What you will do
In the passage below on file read and write operations, what splits the data into packets as the client writes?

-- Begin Passage to read --

The client opens the file that it wishes to read from by calling open() on the DFS.

The DFS communicates with the NameNode to get the location of data blocks. NameNode returns with the addresses
of the DataNodes that the data blocks are stored on.

Subsequent to this, the DFS returns an FSD to client to read from the file.

Client then calls read() on the stream DFSInputStream, which has addresses of DataNodes for the first few block of the
file.

Client calls read() repeatedly to stream the data from the DataNode.

When the end of the block is reached, DFSInputStream closes the connection with the DataNode. It repeats the steps
to find the best DataNode for the next block and subsequent blocks.

When the client completes the reading of the file, it calls close() on the FSInputStream to the connection.
Fig. File Read Anatomy

File Write operation:

The client calls create() on DistributedFileSystem to create a file.

An RPC call to the namenode happens through the DFS to create a new file.

As the client writes data, data is split into packets by DFSOutputStream, which is then writes to an internal queue,
called data queue. Datastreamer consumes the data queue.

Data streamer streams the packets to the first DataNode in the pipeline. It stores packet and forwards it to the
second DataNode in the pipeline.

In addition to the internal queue, DFSOutputStream also manages on “Ackqueue” of the packets that are waiting for
acknowledged by DataNodes.

-- End Passage to read --
-- Begin Record set --

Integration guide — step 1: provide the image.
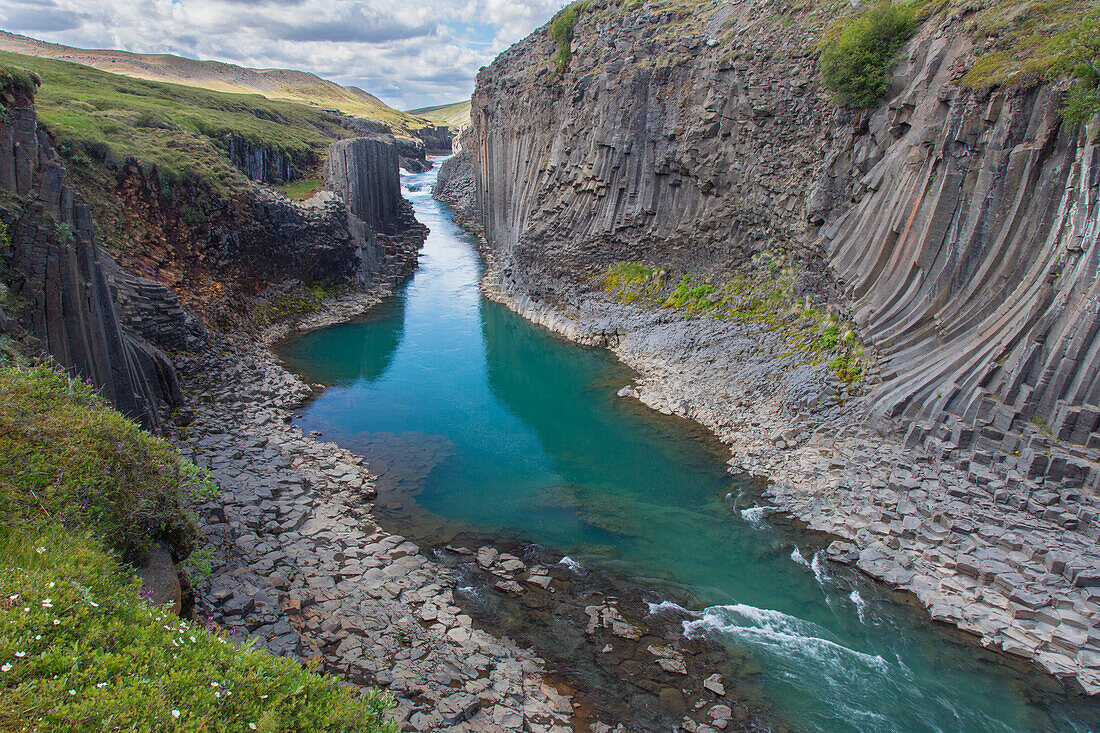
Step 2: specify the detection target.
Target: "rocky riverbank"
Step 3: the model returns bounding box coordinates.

-- End Record set --
-- Begin Record set --

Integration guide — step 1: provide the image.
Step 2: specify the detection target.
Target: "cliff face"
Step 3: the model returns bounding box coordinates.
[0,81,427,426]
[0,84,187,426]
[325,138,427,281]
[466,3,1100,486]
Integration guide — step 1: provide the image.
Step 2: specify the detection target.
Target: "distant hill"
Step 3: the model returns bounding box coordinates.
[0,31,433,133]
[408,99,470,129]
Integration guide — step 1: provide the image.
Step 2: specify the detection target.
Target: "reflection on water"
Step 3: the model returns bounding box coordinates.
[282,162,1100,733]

-- End Record set --

Answer to the exercise
DFSOutputStream